Work task
Print all the entries exactly.

Excerpted records
* * * * *

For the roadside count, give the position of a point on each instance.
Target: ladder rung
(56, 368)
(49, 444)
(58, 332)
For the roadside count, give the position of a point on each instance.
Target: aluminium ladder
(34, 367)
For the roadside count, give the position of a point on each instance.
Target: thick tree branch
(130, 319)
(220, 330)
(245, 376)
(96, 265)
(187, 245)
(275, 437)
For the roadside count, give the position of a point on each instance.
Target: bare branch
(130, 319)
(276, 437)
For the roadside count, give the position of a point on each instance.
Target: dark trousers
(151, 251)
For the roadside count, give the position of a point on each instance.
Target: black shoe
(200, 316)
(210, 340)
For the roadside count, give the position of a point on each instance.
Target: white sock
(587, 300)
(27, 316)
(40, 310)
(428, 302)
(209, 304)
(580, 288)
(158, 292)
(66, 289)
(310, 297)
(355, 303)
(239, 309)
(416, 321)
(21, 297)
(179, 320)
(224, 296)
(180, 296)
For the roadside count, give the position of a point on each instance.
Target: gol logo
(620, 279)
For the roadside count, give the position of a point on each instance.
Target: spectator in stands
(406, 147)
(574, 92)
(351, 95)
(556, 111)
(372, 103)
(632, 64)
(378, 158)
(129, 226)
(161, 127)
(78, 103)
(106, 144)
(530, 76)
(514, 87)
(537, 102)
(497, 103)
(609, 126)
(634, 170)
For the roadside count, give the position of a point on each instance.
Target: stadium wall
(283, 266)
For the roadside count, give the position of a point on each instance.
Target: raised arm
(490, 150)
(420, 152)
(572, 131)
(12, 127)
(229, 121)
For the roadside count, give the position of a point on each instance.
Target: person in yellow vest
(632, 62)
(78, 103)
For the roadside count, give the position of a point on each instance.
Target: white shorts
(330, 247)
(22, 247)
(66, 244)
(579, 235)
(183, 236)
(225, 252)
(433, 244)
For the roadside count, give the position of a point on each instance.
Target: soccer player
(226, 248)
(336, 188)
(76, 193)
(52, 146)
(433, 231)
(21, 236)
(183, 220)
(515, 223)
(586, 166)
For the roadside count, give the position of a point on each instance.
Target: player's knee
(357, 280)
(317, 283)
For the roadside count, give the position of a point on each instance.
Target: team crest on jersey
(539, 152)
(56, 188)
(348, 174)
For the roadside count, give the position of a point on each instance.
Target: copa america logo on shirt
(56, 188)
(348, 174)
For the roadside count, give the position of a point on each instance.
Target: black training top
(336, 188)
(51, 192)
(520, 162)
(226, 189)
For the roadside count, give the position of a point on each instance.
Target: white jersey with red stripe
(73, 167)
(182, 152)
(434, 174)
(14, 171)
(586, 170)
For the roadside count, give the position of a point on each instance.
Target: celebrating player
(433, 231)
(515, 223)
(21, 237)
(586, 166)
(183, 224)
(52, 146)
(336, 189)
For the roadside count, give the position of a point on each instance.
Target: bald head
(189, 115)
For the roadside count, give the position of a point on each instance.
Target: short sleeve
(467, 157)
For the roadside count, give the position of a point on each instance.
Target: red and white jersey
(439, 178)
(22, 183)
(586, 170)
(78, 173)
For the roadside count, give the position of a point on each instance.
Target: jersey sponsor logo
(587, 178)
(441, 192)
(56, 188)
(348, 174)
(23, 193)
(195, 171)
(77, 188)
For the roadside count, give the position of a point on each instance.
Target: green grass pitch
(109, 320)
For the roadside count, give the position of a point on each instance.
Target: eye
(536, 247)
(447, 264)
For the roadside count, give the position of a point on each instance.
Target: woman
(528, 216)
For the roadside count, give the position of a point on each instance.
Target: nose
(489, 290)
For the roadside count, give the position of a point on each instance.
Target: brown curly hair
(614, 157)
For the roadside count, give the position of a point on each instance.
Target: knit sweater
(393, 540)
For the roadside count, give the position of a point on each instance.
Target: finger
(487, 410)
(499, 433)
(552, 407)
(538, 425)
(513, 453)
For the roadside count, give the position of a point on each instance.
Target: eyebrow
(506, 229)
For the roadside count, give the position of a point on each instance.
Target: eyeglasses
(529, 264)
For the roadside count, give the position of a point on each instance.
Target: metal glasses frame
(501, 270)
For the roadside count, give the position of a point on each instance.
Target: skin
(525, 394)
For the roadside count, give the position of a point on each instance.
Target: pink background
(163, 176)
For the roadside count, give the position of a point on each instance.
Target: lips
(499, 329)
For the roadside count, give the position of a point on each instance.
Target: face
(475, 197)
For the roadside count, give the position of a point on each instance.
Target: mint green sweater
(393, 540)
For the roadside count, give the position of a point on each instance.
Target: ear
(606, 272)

* * * * *

Answer to this exercise
For the roadside count, give the position of a point on each instance.
Target: ladder rung
(56, 368)
(49, 444)
(58, 332)
For the roadside count, give the position of a point on each instance.
Target: aluminium ladder
(34, 367)
For the roadside count, give the position of a point on each instance.
Target: thick tree branch
(130, 319)
(220, 330)
(245, 376)
(96, 265)
(187, 245)
(275, 437)
For the roadside count, give the position of a point on each instance.
Target: bare branch
(130, 319)
(276, 437)
For the roadside count, give the position of a point on each instance.
Target: dark trousers
(151, 251)
For the roadside count, give the position of a point on each instance.
Target: black shoe
(200, 316)
(210, 340)
For the roadside count, give the position of a point on each instance.
Target: white sock
(587, 300)
(27, 316)
(40, 310)
(428, 302)
(209, 304)
(580, 288)
(158, 292)
(66, 289)
(310, 297)
(355, 303)
(239, 309)
(416, 321)
(21, 297)
(179, 320)
(224, 296)
(180, 296)
For the roadside count, give the position of a point on each instance.
Target: gol logo
(620, 279)
For the roadside count, give the position of a point on each instance.
Target: spectator in stands
(406, 147)
(574, 92)
(351, 95)
(556, 111)
(372, 103)
(632, 64)
(378, 158)
(129, 226)
(161, 127)
(78, 103)
(106, 144)
(530, 76)
(514, 87)
(537, 102)
(497, 103)
(609, 126)
(634, 170)
For the roadside count, give the position of a point on each instance.
Target: stadium wall
(283, 266)
For the roadside count, give the position of a point on each instance.
Target: raised arm
(490, 150)
(420, 152)
(572, 131)
(12, 127)
(229, 121)
For the roadside count, give the position of a point on each instance.
Target: person in yellow vest
(632, 62)
(78, 103)
For the roadside count, give the position of a point on each instance.
Target: white shorts
(330, 247)
(22, 247)
(66, 244)
(579, 235)
(183, 236)
(225, 252)
(433, 244)
For the roadside count, give the position of a point on each instance.
Target: soccer player
(226, 248)
(336, 188)
(76, 193)
(52, 146)
(433, 231)
(21, 236)
(183, 220)
(515, 223)
(586, 166)
For the roadside count, give the position of a point on each instance.
Target: player's knee
(357, 280)
(317, 283)
For the roadside count, give the position of a point on each instance.
Target: team crest on jersey
(539, 152)
(56, 188)
(348, 174)
For the roadside count, give the position of a point on each instance.
Target: copa america logo on shirt
(56, 188)
(348, 174)
For the roadside count, give the position of a point on each instance.
Target: black training top
(336, 188)
(51, 192)
(520, 162)
(226, 189)
For the roadside count, give the position of a point on each instance.
Target: white jersey with red stripe
(73, 167)
(182, 152)
(434, 174)
(14, 171)
(586, 170)
For the roadside count, give the position of a point on each instance.
Target: celebrating player
(433, 231)
(515, 223)
(21, 237)
(586, 166)
(183, 224)
(52, 146)
(336, 189)
For the roadside count, give the position of a point on each instance.
Target: bald head
(189, 115)
For the roadside count, give the position of a point on each instance.
Target: short sleeve
(467, 157)
For the roadside count, give the position of a point on each instance.
Target: red and white jersey
(439, 178)
(22, 183)
(586, 170)
(78, 173)
For the roadside count, give the position of a point on each instance.
Target: jersey sponsor logo
(587, 178)
(441, 192)
(56, 188)
(348, 174)
(23, 193)
(195, 171)
(77, 188)
For the roadside count, give the position of a point on each instance.
Target: green grass pitch
(109, 320)
For the roadside count, give the position of a point on each instance.
Target: eye
(536, 247)
(447, 264)
For the roadside count, give the position of a point on each instance.
Target: woman
(528, 216)
For the roadside count, give the position of a point on each instance.
Target: nose
(489, 290)
For the roadside count, give the position of a point on each instance.
Target: brown curly hair
(614, 157)
For the roadside count, give the position of a point on each instance.
Target: knit sweater
(393, 540)
For the roadside count, give the position of a point on each instance.
Target: finger
(487, 410)
(499, 433)
(552, 407)
(538, 425)
(513, 453)
For the roadside count, give the position of a point on each instance.
Target: eyebrow
(506, 229)
For the roadside count, give the position of a point on each instance.
Target: eyeglasses
(529, 264)
For the roadside count, give the position of a point on each instance.
Target: metal glasses frame
(501, 270)
For the roadside count, give the position of a point on each instance.
Target: skin
(525, 394)
For the roadside count, give the position of a point on each instance.
Target: pink background
(163, 176)
For the roadside count, give the position of a point on each instance.
Target: lips
(499, 329)
For the roadside count, give the position of a point on each instance.
Target: face
(475, 197)
For the roadside count, give the position of a point on each instance.
Target: mint green sweater
(393, 540)
For the roadside count, give the position of a point on each instance.
Target: ear
(606, 272)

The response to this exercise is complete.